*DATA FOR PROCESSING*

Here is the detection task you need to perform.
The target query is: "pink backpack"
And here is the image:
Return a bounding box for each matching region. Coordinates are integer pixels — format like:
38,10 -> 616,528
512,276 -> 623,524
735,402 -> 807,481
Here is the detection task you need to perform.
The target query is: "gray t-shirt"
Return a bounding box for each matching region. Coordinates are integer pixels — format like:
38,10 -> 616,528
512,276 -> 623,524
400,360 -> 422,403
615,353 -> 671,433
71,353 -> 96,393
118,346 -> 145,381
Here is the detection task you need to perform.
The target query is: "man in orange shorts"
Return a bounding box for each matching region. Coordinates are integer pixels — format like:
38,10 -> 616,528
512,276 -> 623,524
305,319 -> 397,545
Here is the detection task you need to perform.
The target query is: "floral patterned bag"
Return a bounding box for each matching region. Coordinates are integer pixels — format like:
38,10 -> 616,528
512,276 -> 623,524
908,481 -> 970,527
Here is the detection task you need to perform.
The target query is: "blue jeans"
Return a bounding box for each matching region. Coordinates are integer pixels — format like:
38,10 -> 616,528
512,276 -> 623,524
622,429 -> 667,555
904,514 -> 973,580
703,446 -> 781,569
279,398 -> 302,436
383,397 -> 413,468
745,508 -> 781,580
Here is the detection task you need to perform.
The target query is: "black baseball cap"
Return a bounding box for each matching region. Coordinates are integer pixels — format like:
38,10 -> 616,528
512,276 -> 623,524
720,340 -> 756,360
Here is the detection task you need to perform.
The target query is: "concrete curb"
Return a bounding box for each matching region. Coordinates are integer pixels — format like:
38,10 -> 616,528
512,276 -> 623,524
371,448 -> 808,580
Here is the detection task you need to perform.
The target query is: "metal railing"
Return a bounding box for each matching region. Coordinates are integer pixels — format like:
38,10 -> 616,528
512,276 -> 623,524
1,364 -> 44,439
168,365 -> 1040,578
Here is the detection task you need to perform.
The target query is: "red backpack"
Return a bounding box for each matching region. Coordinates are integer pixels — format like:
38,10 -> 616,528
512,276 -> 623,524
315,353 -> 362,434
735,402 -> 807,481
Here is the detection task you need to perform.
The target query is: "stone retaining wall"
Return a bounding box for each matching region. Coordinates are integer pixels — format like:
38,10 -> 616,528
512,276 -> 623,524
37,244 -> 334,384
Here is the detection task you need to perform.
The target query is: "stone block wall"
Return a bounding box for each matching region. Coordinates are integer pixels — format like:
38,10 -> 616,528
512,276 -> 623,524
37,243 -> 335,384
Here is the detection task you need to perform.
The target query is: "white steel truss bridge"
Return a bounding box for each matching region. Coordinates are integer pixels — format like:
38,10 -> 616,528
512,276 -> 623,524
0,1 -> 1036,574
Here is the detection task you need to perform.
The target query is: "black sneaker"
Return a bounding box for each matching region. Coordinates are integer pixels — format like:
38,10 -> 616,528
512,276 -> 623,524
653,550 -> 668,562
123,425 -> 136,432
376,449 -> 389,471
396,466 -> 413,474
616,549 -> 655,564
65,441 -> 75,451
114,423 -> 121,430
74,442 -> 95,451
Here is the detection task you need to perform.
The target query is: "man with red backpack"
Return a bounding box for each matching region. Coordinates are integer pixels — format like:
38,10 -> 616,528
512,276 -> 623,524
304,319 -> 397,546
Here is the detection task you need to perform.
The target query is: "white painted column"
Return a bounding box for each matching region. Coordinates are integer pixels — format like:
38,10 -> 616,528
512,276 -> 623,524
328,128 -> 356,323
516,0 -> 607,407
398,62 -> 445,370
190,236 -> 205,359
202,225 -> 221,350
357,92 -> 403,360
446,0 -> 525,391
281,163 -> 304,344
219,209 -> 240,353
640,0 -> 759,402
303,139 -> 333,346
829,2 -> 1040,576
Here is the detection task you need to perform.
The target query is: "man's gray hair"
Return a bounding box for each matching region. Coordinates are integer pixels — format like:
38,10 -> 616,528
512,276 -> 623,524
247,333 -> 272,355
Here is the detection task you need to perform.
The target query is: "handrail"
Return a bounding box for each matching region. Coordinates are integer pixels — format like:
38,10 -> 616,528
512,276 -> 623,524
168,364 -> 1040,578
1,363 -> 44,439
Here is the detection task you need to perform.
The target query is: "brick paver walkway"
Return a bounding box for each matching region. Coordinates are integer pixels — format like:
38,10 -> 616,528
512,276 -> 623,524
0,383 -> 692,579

*TASK DESCRIPTION*
After reading the data above, return it verbatim in full.

*RESPONSE TO THIS TASK*
Here is the detection task you need to perform.
The target query is: "pink backpack"
And here is the image:
Return a bounding box for each matching region. Coordinates are integer pixels — format like:
38,10 -> 616,528
512,276 -> 623,524
735,402 -> 807,481
Here is the detection task you need to perform.
The target query is: "gray t-shirt"
Return a bounding box for each matching region. Coordinates are integer pixels — format like:
38,10 -> 616,528
512,276 -> 623,524
400,360 -> 422,403
615,353 -> 671,433
71,353 -> 96,393
118,346 -> 145,381
Here is the detection task you need to perform.
The target query is: "man in orange shorts"
Return a bounding box for each matching region. Coordinates are integer pixels — format like:
38,10 -> 616,528
512,276 -> 623,524
305,319 -> 397,545
Here is the detection task you need to perform.
The target query is: "floral patterned bag"
Return a bounding box for each matching region. Coordinates are integer pixels — format like:
38,10 -> 616,528
512,276 -> 623,524
908,481 -> 970,527
Here is the detection task you need to perform.
The target query is: "blue jeans"
Return a bounding box for each matching region. Coordinates are integer pixels — format like:
38,10 -> 616,528
512,276 -> 623,524
622,429 -> 667,555
904,514 -> 973,580
703,446 -> 781,569
279,398 -> 302,436
383,397 -> 413,468
745,508 -> 781,580
Here is the detection task you need to perform.
The target query is: "black baseball cap"
Return a bounding box for each matching region. Coordinates are integer pixels — format like:
38,10 -> 616,528
512,276 -> 623,524
720,340 -> 756,360
Here is the detection task you need to perform.
The target query is: "concrete curb"
Return a bounding box for each matching region. Coordinates are integer pixels — format like:
38,10 -> 616,528
512,276 -> 623,524
371,448 -> 808,580
Here is the detection task you need to perform.
The target query is: "metal railing"
Return a bounding box for each matching region. Coordinates are integer pixels — format like:
38,10 -> 616,528
512,276 -> 623,524
1,364 -> 44,439
168,365 -> 1040,578
Here is the detection task you need to perform.
The target query is: "red backpack"
Return a bounding box for each matching region. Coordinates are integer pixels — format like:
38,10 -> 616,528
512,276 -> 623,524
315,353 -> 362,434
735,402 -> 807,481
Here is the detection task you need to perform.
The target query is: "stone retaining wall"
Return a bounding box for each matching region. Coordinates are integer pixels — format like:
38,10 -> 616,528
512,276 -> 623,524
37,244 -> 334,384
Here is the detection task you need to perform.
The target query is: "stone block wall"
Return a bounding box for each matching region. Coordinates are integer pixels — format like:
38,10 -> 616,528
512,276 -> 623,524
37,243 -> 335,384
Here is the detection task you need to perform.
The target query is: "white steel truss bridge"
Return a bounding box for each matching region. Coordinates are integer pixels — format like:
38,10 -> 616,528
512,276 -> 623,524
0,1 -> 1036,574
Here is the detection task you need to perform.
The target query is: "black sneaker"
Return a bounding box for each matching region. Coordinates are integer pixels — format like:
38,10 -> 616,528
512,276 -> 623,524
653,550 -> 668,562
123,425 -> 136,432
376,449 -> 389,471
396,466 -> 413,474
616,549 -> 655,564
65,441 -> 75,451
114,423 -> 121,430
74,442 -> 95,451
Here is the detection task you need to perform.
The target query is: "man with red backpack"
Return a bounding box for each matching region. Coordinates are integer pixels — format like:
38,10 -> 616,528
512,276 -> 623,524
304,319 -> 397,546
Here is the detection task you need to perform.
The target query is: "white painted column"
Return a bounding box for each matching region. Coordinates are integer pixels — format like:
38,10 -> 616,528
512,276 -> 623,524
328,128 -> 356,323
516,0 -> 607,407
398,62 -> 445,370
190,236 -> 205,359
202,225 -> 221,350
357,92 -> 403,360
446,0 -> 525,391
281,163 -> 304,344
219,209 -> 240,353
640,0 -> 759,402
303,139 -> 333,346
829,2 -> 1040,576
Here is the detection task you need to perform.
The target query is: "man's gray hair"
Return a bounding box for each matching region. Coordinates are integer pixels — format like:
38,10 -> 616,528
512,276 -> 623,524
247,333 -> 272,355
Here is the detection task you need to perform.
The target query is: "handrail"
Return a bounding box for each matching region. Coordinates are integer pixels — format like:
38,10 -> 616,528
512,276 -> 623,524
168,364 -> 1040,578
1,363 -> 44,439
Here is the detection task you need to perform.
The target query is: "brick paver walkway"
Return a bounding box for each matching region. Coordinates are integer pixels — format like:
38,10 -> 616,528
512,276 -> 623,524
0,383 -> 692,579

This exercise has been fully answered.